= Beginning of Section =

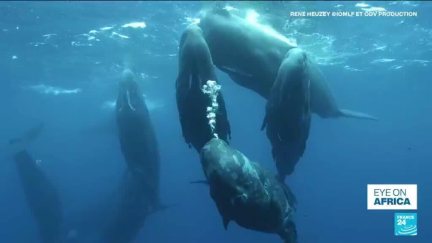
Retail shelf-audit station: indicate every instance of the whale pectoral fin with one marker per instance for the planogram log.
(265, 122)
(225, 222)
(21, 144)
(289, 233)
(356, 114)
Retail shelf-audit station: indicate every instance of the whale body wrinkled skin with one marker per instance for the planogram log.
(251, 55)
(246, 193)
(139, 192)
(42, 196)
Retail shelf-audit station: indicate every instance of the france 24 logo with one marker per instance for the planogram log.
(406, 224)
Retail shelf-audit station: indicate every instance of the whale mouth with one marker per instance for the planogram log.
(128, 101)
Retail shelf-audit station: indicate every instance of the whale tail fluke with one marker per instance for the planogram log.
(357, 115)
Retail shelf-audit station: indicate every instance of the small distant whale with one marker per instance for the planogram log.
(288, 114)
(246, 193)
(139, 146)
(42, 196)
(131, 212)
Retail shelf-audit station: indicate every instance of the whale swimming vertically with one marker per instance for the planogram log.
(42, 196)
(251, 54)
(139, 192)
(288, 115)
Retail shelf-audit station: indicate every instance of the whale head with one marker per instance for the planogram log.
(129, 97)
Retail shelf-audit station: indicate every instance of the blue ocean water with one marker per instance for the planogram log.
(60, 64)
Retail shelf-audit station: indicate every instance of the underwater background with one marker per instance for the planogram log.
(60, 63)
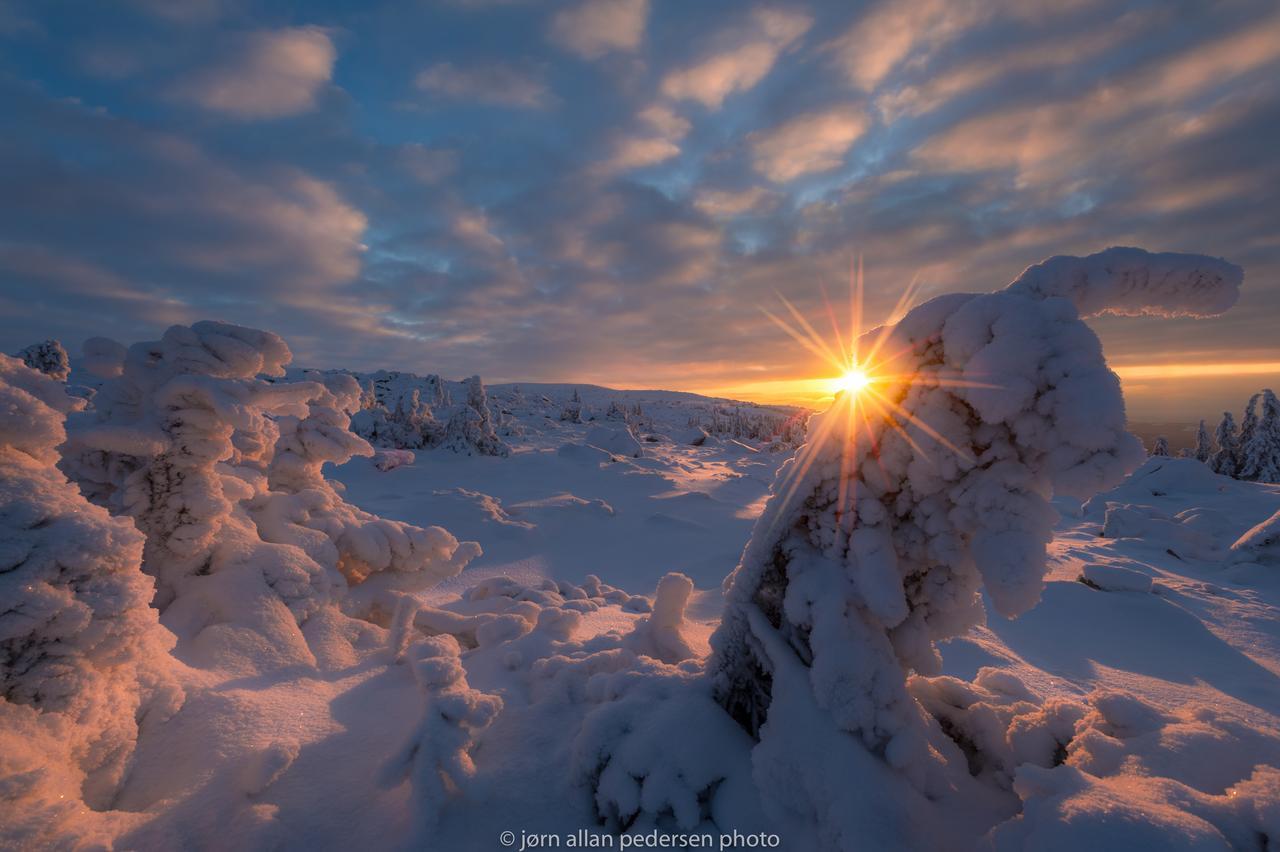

= End of Section =

*PROBLEM TO SOLVE*. Please output, exactly and with no pictures, only the lines from the one containing "the whale body" through the final line of the records above.

*ANSWER TO THE EXERCISE*.
Retail shelf-audit station: indicate every instance of the whale body wrinkled skin with one marker per instance for the planogram log.
(251, 55)
(246, 193)
(139, 192)
(42, 196)
Retail shelf-audit station: indicate every instance of the france 24 logo with one marker per instance for the planogram log.
(406, 224)
Retail shelf-audit station: indicate every instance of the whale mouth with one marker per instance for the planogram log.
(128, 101)
Retail shelf-audit station: indicate every instance of the whale tail fluke with one marker per instance for the planogram log.
(357, 115)
Retail shelf-audit station: indicate every instance of the small distant whale with one marker per instance for the planogram log.
(288, 114)
(246, 193)
(139, 146)
(42, 196)
(131, 212)
Retail shelf-audit station: indicate every instance of the whale swimming vertically with one marker per instance for the planogram log.
(42, 196)
(251, 54)
(139, 192)
(288, 115)
Retail shelf-audit station: indicate every instance of the whale head with one marker per instance for the planogram log.
(129, 97)
Retail shelf-audit station: indicate every instance of the blue ocean water with one marker per instance for the planogram log.
(60, 64)
Retail shelf-audit station: indicate every instance of the underwater background with one marker per instance for the planogram log.
(60, 63)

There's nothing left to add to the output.